# Reading text
▶

# 55Gallon Planted



## JustJoshinYa (Mar 25, 2006)

i thought i would post a couple of pics its not done i still have to install the co2 and another light but then its pretty much done heres a few pics once they start growing and filling in more ill post another set of BETTER pics, gotta figure out the settings.
View attachment 145483


View attachment 145484


View attachment 145485


----------



## mdrs (May 1, 2006)

JustJoshinYa said:


> i thought i would post a couple of pics its not done i still have to install the co2 and another light but then its pretty much done heres a few pics once they start growing and filling in more ill post another set of BETTER pics, gotta figure out the settings.


looks nice man. grown out, it should be even nicer.


----------



## therizman1 (Jan 6, 2006)

Looking very nice so far... now just get that CO2 hooked up and start dosing it with ferts!


----------



## misterjose (Jul 31, 2006)

nice tank josh.


----------



## lament configuration (Jun 22, 2003)

looks good, when's the rhom going in there?


----------



## JustJoshinYa (Mar 25, 2006)

Thanks everyone cant wait to finish the set up and start dosing to get it growing good and i have to figure out how to get better setting on my camera its a 6.1mega pixel but it want to focus on the front of the tank instead of inside the tank at the plants



> looks good, when's the rhom going in there?


umm i dont think im getting any rhom anytime soon... i got into an accident friday night/saturday morning and slammed into a pole so thats why i havent finished setting up the co2 and lights, and im not going to be able to afford any rhom anytime soon, ill post a pic of my rim, thank God somehow my rim took the full force of the pole but i bet you havent seen a rim torn like this one P.S. dont drink and drive


----------



## Hater (Apr 21, 2006)

JustJoshinYa said:


> Thanks everyone cant wait to finish the set up and start dosing to get it growing good and i have to figure out how to get better setting on my camera its a 6.1mega pixel but it want to focus on the front of the tank instead of inside the tank at the plants
> 
> 
> 
> ...


Looking good Yoshin. You need to get the co2 soon and you also need to start to fertilize those plants before they begin to die.

◀

# Exercise task A
Print the entry below, which asks for points on a dog's hind leg, word for word, leaving out the picture.

# Working data

▶

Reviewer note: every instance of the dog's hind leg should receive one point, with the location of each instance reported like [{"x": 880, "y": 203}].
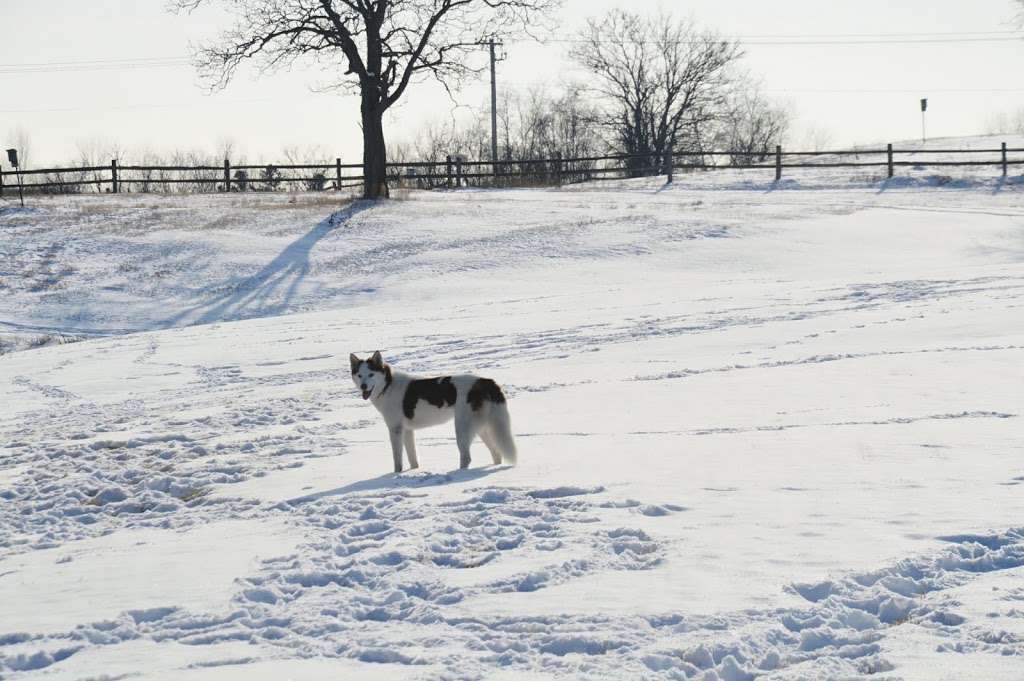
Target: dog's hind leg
[
  {"x": 396, "y": 436},
  {"x": 410, "y": 440},
  {"x": 488, "y": 439},
  {"x": 465, "y": 430}
]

◀

# Exercise task B
Carry on the forum thread about the 55-gallon planted tank from the point where it stops.

# Result A
Reviewer note: every instance of the dog's hind leg should receive one point, with the location of each instance reported like [{"x": 880, "y": 203}].
Target: dog's hind leg
[
  {"x": 396, "y": 436},
  {"x": 410, "y": 440},
  {"x": 488, "y": 439},
  {"x": 465, "y": 430}
]

# Result B
Awesome set up man.

Hater


----------



## DiPpY eGgS (Mar 6, 2005)

Lots of cool plants!

What is your setup?

If you want your hairgrass and other foreground plants to grow faster, it isn't a bad idea to separate carefully into plugs, and replant where you want the carpet to grow
Just a little comment


----------



## lament configuration (Jun 22, 2003)

well even w/o a rhom a bunch of neon tetras and bolivian rams would look really good.


----------



## JustJoshinYa (Mar 25, 2006)

my thoughts exactly lament, im getting neons and my LFS has 2 awsome looking rams im gonna put in there. and maybe a few gold barbs/tiger barbs but eventually when i get outa debt im gonna get a rhom for sure.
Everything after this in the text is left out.